Team Colliver sweeps a rock during the final A game of the Skyline Men’s Bonspiel on Sunday, Jan. 22 at the Haliburton Curling Club. /VIVIAN COLLINGS Staff

Haliburton curling: A family tradition

By Vivian Collings

The history of the Colliver family is written in the walls and on the ice surface of the Haliburton Curling Club.

Brothers Steve and Brent and their sons Jesse and Chris recently competed in the 62nd annual Men’s Skyline Bonspiel at the Haliburton Curling Club from Jan. 20 to 22.

Among 24 other teams, with 22 from out of town, the Collivers finished as runners-up in the A bracket. 

“This spiel started when I was born,” Steve said. “We moved here in 1969, so I was 10 or 11 years old, and my Dad was an ice maker.”

At the time, Steve said all of the children his age resented the curling club because there was no junior curling at the time.

“The old club was only adults, and it was all work for us kids. We would come before school and drag the hose behind Dad while he was putting the ice in.”

“My parents loved curling, and that’s how we got into it, but there was no opportunity for us until we got to high school,” Steve said. “All three of us curled here as soon as we could; my sister, my brother, and myself.”

After university, he became the icemaker and bartender at the Haliburton Curling Club for two, sliding in his father’s footsteps.

Steve then attended teacher’s college and retired in Haliburton County with his wife in 2015. He said the club allows for social interaction that they otherwise wouldn’t get in the winter.

“It’s a great bonspiel, and people come from everywhere to participate,” he said.

This year, the Men’s Skyline Bonspiel had 14 returning teams and eight new ones said chair of the Men’s Skyline Bonspiel Dave Moss.

On Saturday, Jan. 21, the club invited Carl Dixon to play music and celebrate the return of the spiel.

“We had a really nice concert last night with him playing an acoustic show,” Steve said.

Kent Milford has been a member of the Haliburton Curling Club since 2012 and is an organizer of the event. He said it continues to get more popular each year.

“Over the last four or five years, we have tried to rejuvenate the spiel and bring it up to modern times. Even after COVID, this spiel was full with a waitlist to get in,” Milford said. 

Milford said the Haliburton Curling Club has 50 new members this year.

“We’re really pleased that not only has this bonspiel come back, but the whole club has come right back to where we were pre-COVID with numbers,” Milford said.

Exercise set ▸
1. In the article on Haliburton curling, how many new members does the Haliburton Curling Club have this year?
2. Reproduce the part of the curling article that begins at the words "After university, he" and ends after the words "popular each year.".

Listed entries ▸
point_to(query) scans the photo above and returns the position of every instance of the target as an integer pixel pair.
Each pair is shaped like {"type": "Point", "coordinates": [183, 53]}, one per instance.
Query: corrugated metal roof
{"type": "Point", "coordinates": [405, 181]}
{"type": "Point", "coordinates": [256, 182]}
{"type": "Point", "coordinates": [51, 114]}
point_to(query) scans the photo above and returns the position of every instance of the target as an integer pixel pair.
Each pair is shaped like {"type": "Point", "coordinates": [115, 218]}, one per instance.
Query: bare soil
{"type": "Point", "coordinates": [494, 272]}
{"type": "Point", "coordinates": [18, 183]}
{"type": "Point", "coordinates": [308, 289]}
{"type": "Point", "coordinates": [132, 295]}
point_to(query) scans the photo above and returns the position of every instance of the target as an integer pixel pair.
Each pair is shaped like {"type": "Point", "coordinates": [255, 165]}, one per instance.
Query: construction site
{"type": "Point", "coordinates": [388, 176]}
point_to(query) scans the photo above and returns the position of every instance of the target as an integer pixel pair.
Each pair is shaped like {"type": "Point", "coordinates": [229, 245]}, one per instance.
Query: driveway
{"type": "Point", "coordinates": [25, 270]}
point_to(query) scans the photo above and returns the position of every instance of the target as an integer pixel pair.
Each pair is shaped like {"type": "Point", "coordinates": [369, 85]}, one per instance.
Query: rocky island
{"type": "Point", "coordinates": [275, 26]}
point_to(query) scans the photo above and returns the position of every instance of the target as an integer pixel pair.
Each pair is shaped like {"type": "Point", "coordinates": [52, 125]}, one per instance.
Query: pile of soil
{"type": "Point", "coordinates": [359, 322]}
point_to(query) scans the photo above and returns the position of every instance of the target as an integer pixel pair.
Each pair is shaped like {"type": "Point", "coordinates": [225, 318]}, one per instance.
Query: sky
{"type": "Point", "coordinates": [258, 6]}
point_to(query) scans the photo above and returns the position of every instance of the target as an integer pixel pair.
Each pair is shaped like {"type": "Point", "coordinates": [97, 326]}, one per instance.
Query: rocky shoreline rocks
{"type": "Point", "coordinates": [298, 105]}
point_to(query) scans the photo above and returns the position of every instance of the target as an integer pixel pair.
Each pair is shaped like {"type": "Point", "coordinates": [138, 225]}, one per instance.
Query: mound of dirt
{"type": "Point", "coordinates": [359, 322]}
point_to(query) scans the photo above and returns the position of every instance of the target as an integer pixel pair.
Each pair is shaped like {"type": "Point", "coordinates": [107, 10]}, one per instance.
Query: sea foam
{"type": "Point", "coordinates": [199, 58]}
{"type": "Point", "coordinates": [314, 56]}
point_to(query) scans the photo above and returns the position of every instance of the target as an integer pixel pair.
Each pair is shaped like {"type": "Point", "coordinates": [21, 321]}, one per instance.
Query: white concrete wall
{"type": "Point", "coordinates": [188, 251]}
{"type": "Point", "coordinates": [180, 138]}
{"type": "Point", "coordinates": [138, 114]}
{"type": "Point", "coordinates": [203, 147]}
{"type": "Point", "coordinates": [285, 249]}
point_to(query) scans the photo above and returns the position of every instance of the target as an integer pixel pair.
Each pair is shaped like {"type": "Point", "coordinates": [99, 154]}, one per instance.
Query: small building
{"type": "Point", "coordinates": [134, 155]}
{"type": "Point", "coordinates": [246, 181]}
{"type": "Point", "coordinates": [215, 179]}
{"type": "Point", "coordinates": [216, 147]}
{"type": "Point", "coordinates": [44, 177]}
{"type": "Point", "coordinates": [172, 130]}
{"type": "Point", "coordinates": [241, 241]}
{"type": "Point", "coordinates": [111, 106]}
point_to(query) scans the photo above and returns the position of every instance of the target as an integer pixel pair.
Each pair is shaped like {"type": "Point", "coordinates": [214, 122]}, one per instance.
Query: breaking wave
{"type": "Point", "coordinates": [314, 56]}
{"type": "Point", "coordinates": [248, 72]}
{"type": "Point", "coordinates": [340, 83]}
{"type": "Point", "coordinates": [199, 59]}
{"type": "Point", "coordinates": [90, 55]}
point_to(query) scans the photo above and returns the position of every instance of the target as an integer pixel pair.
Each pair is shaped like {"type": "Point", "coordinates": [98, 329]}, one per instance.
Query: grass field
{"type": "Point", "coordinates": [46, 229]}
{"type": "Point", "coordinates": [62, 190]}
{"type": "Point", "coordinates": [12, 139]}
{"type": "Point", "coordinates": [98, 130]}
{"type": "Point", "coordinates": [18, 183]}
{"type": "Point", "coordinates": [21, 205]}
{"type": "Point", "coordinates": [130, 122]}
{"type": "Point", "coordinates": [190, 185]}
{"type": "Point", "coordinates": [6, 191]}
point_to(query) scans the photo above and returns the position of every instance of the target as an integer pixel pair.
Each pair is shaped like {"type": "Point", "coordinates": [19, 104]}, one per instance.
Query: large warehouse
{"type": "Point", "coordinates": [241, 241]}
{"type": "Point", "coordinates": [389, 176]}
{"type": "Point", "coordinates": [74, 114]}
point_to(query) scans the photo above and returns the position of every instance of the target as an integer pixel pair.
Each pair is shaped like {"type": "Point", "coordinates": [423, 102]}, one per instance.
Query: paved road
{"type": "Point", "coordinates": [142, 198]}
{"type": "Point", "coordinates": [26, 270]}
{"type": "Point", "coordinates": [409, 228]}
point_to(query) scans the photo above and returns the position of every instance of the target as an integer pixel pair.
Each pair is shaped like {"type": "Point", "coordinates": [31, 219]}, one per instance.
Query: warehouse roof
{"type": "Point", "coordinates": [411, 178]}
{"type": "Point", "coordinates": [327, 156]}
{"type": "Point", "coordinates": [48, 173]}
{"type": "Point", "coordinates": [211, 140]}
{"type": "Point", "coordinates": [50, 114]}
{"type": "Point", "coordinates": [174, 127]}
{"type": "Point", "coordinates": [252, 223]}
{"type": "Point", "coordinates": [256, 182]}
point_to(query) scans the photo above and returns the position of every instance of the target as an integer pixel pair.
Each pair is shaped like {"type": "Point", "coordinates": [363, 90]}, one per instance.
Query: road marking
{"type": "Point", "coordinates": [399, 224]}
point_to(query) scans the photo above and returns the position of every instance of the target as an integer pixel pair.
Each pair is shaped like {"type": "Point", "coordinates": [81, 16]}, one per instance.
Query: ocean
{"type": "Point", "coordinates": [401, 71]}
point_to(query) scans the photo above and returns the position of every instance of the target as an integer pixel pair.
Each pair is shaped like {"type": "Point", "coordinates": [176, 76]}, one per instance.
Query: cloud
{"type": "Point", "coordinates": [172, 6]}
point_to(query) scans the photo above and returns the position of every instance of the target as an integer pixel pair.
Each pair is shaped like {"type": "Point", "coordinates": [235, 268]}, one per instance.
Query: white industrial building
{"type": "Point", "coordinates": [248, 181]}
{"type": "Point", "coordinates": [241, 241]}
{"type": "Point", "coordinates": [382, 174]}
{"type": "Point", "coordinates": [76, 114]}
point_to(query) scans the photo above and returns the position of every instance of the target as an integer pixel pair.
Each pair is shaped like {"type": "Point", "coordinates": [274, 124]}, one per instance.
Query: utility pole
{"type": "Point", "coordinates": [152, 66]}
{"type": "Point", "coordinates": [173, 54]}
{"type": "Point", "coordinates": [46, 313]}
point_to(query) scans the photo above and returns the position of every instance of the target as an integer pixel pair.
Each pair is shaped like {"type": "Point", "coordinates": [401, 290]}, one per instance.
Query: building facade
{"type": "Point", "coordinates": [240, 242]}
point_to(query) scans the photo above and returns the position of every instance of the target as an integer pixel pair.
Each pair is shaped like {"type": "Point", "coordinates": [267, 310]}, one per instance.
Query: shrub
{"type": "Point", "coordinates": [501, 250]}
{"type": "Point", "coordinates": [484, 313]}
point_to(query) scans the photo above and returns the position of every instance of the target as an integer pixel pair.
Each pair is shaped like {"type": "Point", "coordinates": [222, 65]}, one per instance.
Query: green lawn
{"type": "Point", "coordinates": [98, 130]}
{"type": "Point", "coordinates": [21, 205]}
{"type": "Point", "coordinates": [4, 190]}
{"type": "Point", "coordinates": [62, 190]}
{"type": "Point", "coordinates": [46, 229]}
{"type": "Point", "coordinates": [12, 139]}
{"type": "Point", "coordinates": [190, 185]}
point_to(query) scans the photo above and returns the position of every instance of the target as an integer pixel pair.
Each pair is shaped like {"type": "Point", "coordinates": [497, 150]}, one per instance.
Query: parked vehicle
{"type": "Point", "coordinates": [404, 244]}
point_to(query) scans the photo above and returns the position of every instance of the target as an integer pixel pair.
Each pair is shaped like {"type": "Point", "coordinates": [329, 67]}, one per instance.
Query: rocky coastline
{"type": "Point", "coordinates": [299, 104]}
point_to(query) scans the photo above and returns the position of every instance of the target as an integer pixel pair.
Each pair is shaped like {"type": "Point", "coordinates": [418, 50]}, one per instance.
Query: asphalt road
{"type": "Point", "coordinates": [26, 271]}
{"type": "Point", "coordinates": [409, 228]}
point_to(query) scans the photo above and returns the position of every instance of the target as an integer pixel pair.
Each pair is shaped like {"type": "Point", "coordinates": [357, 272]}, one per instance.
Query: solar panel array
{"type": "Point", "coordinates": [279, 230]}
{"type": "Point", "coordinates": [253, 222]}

Task-by-task results ▸
1. The club has 50 new members this year.

2.
After university, he became the icemaker and bartender at the Haliburton Curling Club for two, sliding in his father’s footsteps.

Steve then attended teacher’s college and retired in Haliburton County with his wife in 2015. He said the club allows for social interaction that they otherwise wouldn’t get in the winter.

“It’s a great bonspiel, and people come from everywhere to participate,” he said.

This year, the Men’s Skyline Bonspiel had 14 returning teams and eight new ones said chair of the Men’s Skyline Bonspiel Dave Moss.

On Saturday, Jan. 21, the club invited Carl Dixon to play music and celebrate the return of the spiel.

“We had a really nice concert last night with him playing an acoustic show,” Steve said.

Kent Milford has been a member of the Haliburton Curling Club since 2012 and is an organizer of the event. He said it continues to get more popular each year.